(Point annotation dataset records)

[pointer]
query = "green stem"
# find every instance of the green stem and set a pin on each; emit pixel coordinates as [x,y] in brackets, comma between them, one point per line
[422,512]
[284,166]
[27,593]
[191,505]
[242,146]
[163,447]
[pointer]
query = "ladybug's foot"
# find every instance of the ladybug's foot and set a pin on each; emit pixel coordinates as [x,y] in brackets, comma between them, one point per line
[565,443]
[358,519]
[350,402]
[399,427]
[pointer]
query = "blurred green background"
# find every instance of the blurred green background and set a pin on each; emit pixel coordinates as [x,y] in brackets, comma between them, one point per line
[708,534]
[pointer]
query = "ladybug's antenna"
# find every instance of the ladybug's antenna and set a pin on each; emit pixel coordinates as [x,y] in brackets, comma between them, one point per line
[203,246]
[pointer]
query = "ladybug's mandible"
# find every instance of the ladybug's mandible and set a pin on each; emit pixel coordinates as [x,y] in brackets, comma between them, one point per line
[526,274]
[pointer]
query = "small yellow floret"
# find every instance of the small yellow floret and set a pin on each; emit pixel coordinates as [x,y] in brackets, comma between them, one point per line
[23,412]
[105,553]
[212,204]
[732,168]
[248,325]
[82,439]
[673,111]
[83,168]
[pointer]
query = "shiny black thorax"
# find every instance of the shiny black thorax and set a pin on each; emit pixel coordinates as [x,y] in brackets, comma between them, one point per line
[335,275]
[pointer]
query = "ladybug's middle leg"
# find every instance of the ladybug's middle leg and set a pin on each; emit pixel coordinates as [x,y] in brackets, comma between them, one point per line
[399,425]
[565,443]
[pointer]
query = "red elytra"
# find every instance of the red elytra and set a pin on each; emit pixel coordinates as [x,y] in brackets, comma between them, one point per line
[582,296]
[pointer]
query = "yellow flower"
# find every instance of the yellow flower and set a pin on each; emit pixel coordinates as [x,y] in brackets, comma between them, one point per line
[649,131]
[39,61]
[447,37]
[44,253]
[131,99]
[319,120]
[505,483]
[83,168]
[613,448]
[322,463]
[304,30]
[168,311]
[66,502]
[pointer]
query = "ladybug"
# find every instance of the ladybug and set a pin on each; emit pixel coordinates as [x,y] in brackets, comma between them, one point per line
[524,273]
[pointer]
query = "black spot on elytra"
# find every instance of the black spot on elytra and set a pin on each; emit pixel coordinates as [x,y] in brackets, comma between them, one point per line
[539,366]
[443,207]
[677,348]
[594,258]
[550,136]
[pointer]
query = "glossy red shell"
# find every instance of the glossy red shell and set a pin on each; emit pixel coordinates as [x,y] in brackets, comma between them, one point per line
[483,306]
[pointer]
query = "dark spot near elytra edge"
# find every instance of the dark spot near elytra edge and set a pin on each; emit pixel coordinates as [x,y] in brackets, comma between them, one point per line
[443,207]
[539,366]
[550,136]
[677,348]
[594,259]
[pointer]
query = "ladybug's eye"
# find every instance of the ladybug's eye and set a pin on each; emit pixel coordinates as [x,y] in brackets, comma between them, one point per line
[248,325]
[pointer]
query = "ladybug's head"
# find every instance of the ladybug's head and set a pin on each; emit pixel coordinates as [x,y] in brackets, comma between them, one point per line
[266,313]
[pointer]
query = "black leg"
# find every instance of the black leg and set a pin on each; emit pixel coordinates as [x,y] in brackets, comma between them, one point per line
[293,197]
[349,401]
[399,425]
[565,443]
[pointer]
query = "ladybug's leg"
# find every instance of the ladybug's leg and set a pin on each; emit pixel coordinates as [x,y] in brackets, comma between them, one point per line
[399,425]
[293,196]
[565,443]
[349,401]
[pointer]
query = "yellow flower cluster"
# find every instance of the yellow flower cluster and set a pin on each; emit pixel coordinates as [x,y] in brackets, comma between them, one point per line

■ **Directive**
Repeat the listing in full, keeping every line exactly as it is.

■ **Response**
[pointer]
query = "green stem"
# find every instance of the green stem and set a pin on each; emit pixel coordinates as [x,y] in brackets, comma between them, one point per line
[422,512]
[284,166]
[27,593]
[191,505]
[242,146]
[163,447]
[pointer]
query = "ladybug's foot"
# find every instance of the ladybug's foot and set a pin on each; emit pixel coordinates as [x,y] in brackets, comma between them, one point per line
[565,443]
[358,519]
[350,402]
[399,427]
[pointer]
query = "blurred green background"
# find every instance of the blurred green background and set a pin on each; emit pixel coordinates as [x,y] in brackets, comma between them, one point per line
[708,534]
[pointer]
query = "ladybug's antenna"
# find every instance of the ladybug's antenna and set a pin on each; emit pixel coordinates as [x,y] in brackets, comma between them, one point per line
[203,246]
[pointer]
query = "ladybug's mandible"
# find every instance of the ladybug's mandible and set a pin on each; emit pixel coordinates as [x,y] in brackets, comma between them, one point per line
[526,274]
[pointer]
query = "small yellow floret"
# find every instance of the small yellow floret and set a pin on each; emit pixel coordinates as [x,y] in brackets, comma between them, one point per line
[23,412]
[105,553]
[212,204]
[732,168]
[248,325]
[82,439]
[673,111]
[83,168]
[pointer]
query = "shiny black thorax"
# find every instance of the shiny black thorax and set a pin on each; emit pixel coordinates as [x,y] in brackets, comma between them, one point per line
[335,275]
[pointer]
query = "ladybug's middle leg"
# find every instance of the ladybug's middle leg and set a pin on each; emit pixel coordinates as [x,y] in brackets, comma between them, one point per line
[399,425]
[565,443]
[pointer]
query = "red elytra"
# find every instance of the red elytra and set a pin on each; emit pixel coordinates as [x,y] in brackets, comma between them, one point per line
[582,296]
[pointer]
query = "yellow flower"
# find every instance of the yellow flower and set a pin on each; emit pixel coordinates as [x,y] in brackets, comma between them, one point per line
[649,131]
[39,61]
[447,37]
[44,253]
[131,99]
[319,120]
[505,483]
[83,168]
[613,448]
[322,463]
[304,30]
[168,311]
[66,502]
[pointer]
query = "ladybug"
# find every instance of the ladybug and set a pin on each; emit pixel coordinates as [x,y] in brackets, comma between them, one point per line
[524,273]
[pointer]
query = "black spot on elytra"
# find every instance of the black spot on elytra and set a pin on each; emit pixel coordinates as [x,y] in brackets, comma between them, one point per line
[539,366]
[443,207]
[677,348]
[594,258]
[550,136]
[pointer]
query = "glossy red shell"
# find every instance of the glossy red shell and set a pin on each; emit pixel coordinates as [x,y] in brackets, comma between them, one point per line
[483,306]
[pointer]
query = "dark spot near elytra edge"
# find every instance of the dark spot near elytra edge and set a pin on each; emit pixel coordinates as [x,y] in brackets, comma between them, one point per line
[443,207]
[539,366]
[550,136]
[677,348]
[594,259]
[pointer]
query = "ladybug's eye"
# find every instance of the ladybug's eye and set a pin on each; emit pixel coordinates as [x,y] in brackets, comma between them, one point per line
[248,325]
[pointer]
query = "ladybug's head"
# find every instance of the ladybug's head and set a pin on each; emit pixel coordinates as [x,y] in brackets, comma between them, one point per line
[266,313]
[pointer]
query = "black leg"
# find every instance of the black leg and set a pin on each; emit pixel coordinates as [x,y] in brackets, comma between them, one point per line
[293,197]
[349,401]
[399,425]
[565,443]
[pointer]
query = "ladybug's leg"
# find every instance of the ladybug's leg and set a pin on each; emit pixel coordinates as [x,y] in brackets, comma between them, one point per line
[399,425]
[293,196]
[565,443]
[349,401]
[pointer]
query = "yellow flower cluster"
# find every instance of the yellow flower cluster and set a pin on each; emit pixel coordinates as [x,y] in brackets, comma between them, one point per line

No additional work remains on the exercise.